» Excerpt to read
•••
The drop down also scrolls so all the function are not shown above. For this select heater then click the show button. This will display all the settings for that function. Next select the input port you want to use to control the output as in the screen below.

IMG_1375.PNG


In this case they are filtered to temp ports so all your temp ports will show in the list. The numbers listed as 0:7 are the module number and port number. The name after the numbers is the name you have given the port. I did not rename my temp ports so these are the default names. Next you would set the setpoint. This is the center temp you are trying to heat the tank to. I have it set to 77 degrees. Next set the hysteresis. In this case it is set to .1 which would make the heater turn on at 76.9 and then off at 78.1. The on when is preset for the heater function to below. This tells the output to turn on when the temp drops below the setpoint - the hysteresis setting. I think the on at night is also preset but you would want it checked if you want the output to run during the night time settings. The channel default on mine is set to off. This tells the output what to do if for some reason the power bar drops communication with the Archon head unit. This is how you setup a failsafe in case something goes wrong. If you want to set the output to react to alarms you would click show alarms. This shows all alarms in a scroll bar like in the screen below.
•••
» Listing
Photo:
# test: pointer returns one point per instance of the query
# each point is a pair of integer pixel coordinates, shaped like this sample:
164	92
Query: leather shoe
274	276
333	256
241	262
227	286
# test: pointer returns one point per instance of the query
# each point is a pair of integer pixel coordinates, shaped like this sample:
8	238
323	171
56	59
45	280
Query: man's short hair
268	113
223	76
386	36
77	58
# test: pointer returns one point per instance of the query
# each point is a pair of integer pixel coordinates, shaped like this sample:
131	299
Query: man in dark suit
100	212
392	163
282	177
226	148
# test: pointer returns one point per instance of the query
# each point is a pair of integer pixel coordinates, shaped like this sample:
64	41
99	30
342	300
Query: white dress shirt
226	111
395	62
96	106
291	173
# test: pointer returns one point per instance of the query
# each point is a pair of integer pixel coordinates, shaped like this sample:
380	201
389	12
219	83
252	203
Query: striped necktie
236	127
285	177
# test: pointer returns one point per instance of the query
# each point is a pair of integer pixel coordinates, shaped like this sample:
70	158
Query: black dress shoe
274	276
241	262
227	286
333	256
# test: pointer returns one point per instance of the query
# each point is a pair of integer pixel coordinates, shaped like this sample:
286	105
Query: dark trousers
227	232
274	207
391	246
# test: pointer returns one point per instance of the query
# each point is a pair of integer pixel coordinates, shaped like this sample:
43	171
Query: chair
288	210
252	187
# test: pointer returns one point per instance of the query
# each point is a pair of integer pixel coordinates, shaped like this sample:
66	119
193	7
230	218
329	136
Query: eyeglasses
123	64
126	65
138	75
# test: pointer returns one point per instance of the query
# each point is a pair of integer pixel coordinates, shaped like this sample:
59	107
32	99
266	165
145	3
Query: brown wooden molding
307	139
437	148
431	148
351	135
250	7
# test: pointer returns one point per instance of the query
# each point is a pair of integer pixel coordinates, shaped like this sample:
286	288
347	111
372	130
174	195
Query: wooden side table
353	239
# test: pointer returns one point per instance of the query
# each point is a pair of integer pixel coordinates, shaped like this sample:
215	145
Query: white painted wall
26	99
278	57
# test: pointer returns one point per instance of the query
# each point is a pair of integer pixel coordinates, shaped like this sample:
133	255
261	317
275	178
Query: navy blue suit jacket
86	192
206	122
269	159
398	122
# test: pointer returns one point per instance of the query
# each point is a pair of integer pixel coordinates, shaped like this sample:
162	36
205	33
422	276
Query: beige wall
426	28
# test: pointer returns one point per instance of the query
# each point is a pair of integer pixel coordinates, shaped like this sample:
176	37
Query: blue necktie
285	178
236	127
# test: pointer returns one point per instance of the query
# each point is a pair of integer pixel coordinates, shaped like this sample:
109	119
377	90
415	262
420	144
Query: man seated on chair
•••
» Your instructions
Please pull out the passage of the heater setup text from "The drop down" to "as in the screen below.", copied word for word.

» Task output
The drop down also scrolls so all the function are not shown above. For this select heater then click the show button. This will display all the settings for that function. Next select the input port you want to use to control the output as in the screen below.